**Given task**
Convert every line of the records below into a JSON list of strings, one string per line, with blank lines left out.
────
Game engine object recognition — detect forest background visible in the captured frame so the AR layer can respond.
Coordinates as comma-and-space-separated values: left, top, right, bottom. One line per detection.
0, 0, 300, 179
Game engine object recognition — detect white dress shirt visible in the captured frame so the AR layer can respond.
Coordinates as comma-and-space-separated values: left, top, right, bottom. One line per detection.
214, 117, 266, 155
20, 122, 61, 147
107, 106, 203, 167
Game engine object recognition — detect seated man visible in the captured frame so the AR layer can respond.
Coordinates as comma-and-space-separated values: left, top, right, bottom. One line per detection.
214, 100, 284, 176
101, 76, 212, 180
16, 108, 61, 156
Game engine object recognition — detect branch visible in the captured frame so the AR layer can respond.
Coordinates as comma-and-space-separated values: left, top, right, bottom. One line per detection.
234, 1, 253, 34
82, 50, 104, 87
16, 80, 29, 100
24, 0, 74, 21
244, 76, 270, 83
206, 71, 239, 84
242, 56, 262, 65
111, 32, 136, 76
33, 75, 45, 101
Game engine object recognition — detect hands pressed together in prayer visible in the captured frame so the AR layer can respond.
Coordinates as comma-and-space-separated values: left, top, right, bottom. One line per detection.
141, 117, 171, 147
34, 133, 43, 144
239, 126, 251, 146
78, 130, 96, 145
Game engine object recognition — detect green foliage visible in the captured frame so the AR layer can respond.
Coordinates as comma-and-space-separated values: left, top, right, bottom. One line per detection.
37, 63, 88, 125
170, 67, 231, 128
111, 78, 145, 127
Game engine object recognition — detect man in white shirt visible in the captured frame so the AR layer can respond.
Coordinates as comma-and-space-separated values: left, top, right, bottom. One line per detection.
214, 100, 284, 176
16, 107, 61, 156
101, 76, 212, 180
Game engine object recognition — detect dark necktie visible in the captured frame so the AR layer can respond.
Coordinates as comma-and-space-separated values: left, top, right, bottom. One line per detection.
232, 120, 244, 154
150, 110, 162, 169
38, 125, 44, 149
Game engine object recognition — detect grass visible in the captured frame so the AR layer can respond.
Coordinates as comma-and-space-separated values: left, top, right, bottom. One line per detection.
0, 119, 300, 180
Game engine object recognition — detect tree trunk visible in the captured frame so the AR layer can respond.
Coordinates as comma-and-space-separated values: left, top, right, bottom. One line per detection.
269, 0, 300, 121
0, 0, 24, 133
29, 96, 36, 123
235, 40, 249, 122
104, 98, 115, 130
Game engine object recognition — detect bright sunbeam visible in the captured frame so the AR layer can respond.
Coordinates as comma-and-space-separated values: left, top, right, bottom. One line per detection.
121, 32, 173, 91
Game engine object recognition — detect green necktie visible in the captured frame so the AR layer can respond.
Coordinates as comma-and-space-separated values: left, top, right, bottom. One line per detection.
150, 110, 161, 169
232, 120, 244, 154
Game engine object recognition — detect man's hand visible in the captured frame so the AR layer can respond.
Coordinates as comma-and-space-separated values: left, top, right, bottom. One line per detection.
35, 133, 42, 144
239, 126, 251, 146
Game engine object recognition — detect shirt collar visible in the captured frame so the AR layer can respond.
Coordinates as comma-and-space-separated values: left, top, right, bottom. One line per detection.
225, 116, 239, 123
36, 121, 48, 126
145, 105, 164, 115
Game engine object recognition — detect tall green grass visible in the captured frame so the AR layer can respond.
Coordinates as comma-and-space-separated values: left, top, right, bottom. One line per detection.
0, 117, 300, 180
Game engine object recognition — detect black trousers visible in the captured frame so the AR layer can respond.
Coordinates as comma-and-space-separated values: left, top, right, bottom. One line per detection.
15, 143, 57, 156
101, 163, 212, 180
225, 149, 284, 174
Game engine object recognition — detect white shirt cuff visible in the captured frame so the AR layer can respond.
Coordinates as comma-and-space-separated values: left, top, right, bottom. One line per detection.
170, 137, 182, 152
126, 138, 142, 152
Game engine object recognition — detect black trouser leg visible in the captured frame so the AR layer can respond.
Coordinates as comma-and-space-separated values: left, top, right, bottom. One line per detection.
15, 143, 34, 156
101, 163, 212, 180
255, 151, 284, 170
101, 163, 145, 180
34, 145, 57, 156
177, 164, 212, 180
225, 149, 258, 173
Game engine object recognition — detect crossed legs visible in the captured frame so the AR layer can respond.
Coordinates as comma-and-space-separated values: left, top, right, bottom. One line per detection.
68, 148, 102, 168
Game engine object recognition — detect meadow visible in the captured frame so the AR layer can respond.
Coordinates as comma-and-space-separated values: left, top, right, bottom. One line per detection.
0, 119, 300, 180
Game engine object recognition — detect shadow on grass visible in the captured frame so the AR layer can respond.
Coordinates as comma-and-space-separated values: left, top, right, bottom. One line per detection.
────
**Exercise solution**
[
  "Game engine object recognition — detect forest background visible in the captured frame so the AR layer can respond.",
  "Coordinates as comma-and-space-separated values: left, top, right, bottom. One line per detection.",
  "0, 0, 300, 179",
  "Game engine object recognition — detect white dress shirt visible in the captured frame so the AR layer can respond.",
  "Coordinates as comma-and-space-separated values: left, top, right, bottom. One line per detection.",
  "214, 117, 266, 155",
  "20, 122, 61, 147",
  "107, 106, 203, 167",
  "Game engine object recognition — detect seated man visible in the captured frame so the AR layer can respond.",
  "Coordinates as comma-and-space-separated values: left, top, right, bottom. One line per detection.",
  "214, 100, 284, 176",
  "101, 76, 212, 180",
  "16, 108, 61, 156",
  "Game engine object recognition — detect branch visible in the captured frame so the AR layer can respond.",
  "Coordinates as comma-and-space-separated values: left, top, right, bottom. One line per detection.",
  "234, 1, 253, 34",
  "82, 50, 104, 87",
  "16, 80, 29, 100",
  "24, 0, 74, 21",
  "244, 76, 270, 83",
  "206, 71, 239, 84",
  "242, 56, 262, 65",
  "111, 32, 136, 76",
  "33, 75, 45, 101",
  "Game engine object recognition — detect hands pressed together in prayer visible in the captured frame so the AR layer can respond.",
  "Coordinates as comma-and-space-separated values: left, top, right, bottom. One line per detection.",
  "141, 117, 171, 147",
  "34, 133, 43, 144",
  "239, 126, 251, 146",
  "78, 130, 96, 145",
  "Game engine object recognition — detect green foliage visible in the captured frame so the AR layer can respond.",
  "Coordinates as comma-and-space-separated values: left, top, right, bottom. One line per detection.",
  "37, 63, 88, 125",
  "170, 67, 231, 128",
  "111, 78, 145, 127",
  "Game engine object recognition — detect man in white shirt visible in the captured frame so the AR layer can respond.",
  "Coordinates as comma-and-space-separated values: left, top, right, bottom. One line per detection.",
  "214, 100, 284, 176",
  "16, 107, 61, 156",
  "101, 76, 212, 180",
  "Game engine object recognition — detect dark necktie visible in the captured frame so the AR layer can respond.",
  "Coordinates as comma-and-space-separated values: left, top, right, bottom. One line per detection.",
  "232, 120, 244, 154",
  "150, 110, 162, 169",
  "38, 125, 44, 149",
  "Game engine object recognition — detect grass visible in the captured frame so the AR layer can respond.",
  "Coordinates as comma-and-space-separated values: left, top, right, bottom. One line per detection.",
  "0, 119, 300, 180",
  "Game engine object recognition — detect tree trunk visible in the captured frame so the AR layer can respond.",
  "Coordinates as comma-and-space-separated values: left, top, right, bottom. One line per detection.",
  "269, 0, 300, 121",
  "0, 0, 24, 133",
  "29, 96, 36, 123",
  "235, 40, 249, 122",
  "104, 98, 115, 130",
  "Game engine object recognition — detect bright sunbeam visible in the captured frame so the AR layer can respond.",
  "Coordinates as comma-and-space-separated values: left, top, right, bottom. One line per detection.",
  "121, 32, 173, 91",
  "Game engine object recognition — detect green necktie visible in the captured frame so the AR layer can respond.",
  "Coordinates as comma-and-space-separated values: left, top, right, bottom. One line per detection.",
  "150, 110, 161, 169",
  "232, 120, 244, 154",
  "Game engine object recognition — detect man's hand visible in the captured frame so the AR layer can respond.",
  "Coordinates as comma-and-space-separated values: left, top, right, bottom. One line per detection.",
  "35, 133, 42, 144",
  "239, 126, 251, 146",
  "Game engine object recognition — detect shirt collar visible in the captured frame so the AR layer can respond.",
  "Coordinates as comma-and-space-separated values: left, top, right, bottom. One line per detection.",
  "225, 116, 239, 123",
  "36, 121, 48, 126",
  "145, 105, 164, 115",
  "Game engine object recognition — detect tall green grass visible in the captured frame so the AR layer can respond.",
  "Coordinates as comma-and-space-separated values: left, top, right, bottom. One line per detection.",
  "0, 117, 300, 180",
  "Game engine object recognition — detect black trousers visible in the captured frame so the AR layer can respond.",
  "Coordinates as comma-and-space-separated values: left, top, right, bottom. One line per detection.",
  "15, 143, 57, 156",
  "101, 163, 212, 180",
  "225, 149, 284, 174",
  "Game engine object recognition — detect white shirt cuff visible in the captured frame so the AR layer can respond.",
  "Coordinates as comma-and-space-separated values: left, top, right, bottom. One line per detection.",
  "170, 137, 182, 152",
  "126, 138, 142, 152",
  "Game engine object recognition — detect black trouser leg visible in the captured frame so the AR layer can respond.",
  "Coordinates as comma-and-space-separated values: left, top, right, bottom. One line per detection.",
  "15, 143, 34, 156",
  "101, 163, 212, 180",
  "255, 151, 284, 170",
  "101, 163, 145, 180",
  "34, 145, 57, 156",
  "177, 164, 212, 180",
  "225, 149, 258, 173",
  "Game engine object recognition — detect crossed legs visible in the captured frame so the AR layer can respond.",
  "Coordinates as comma-and-space-separated values: left, top, right, bottom. One line per detection.",
  "68, 148, 102, 168",
  "Game engine object recognition — detect meadow visible in the captured frame so the AR layer can respond.",
  "Coordinates as comma-and-space-separated values: left, top, right, bottom. One line per detection.",
  "0, 119, 300, 180",
  "Game engine object recognition — detect shadow on grass visible in the captured frame so the AR layer can respond.",
  "Coordinates as comma-and-space-separated values: left, top, right, bottom. One line per detection."
]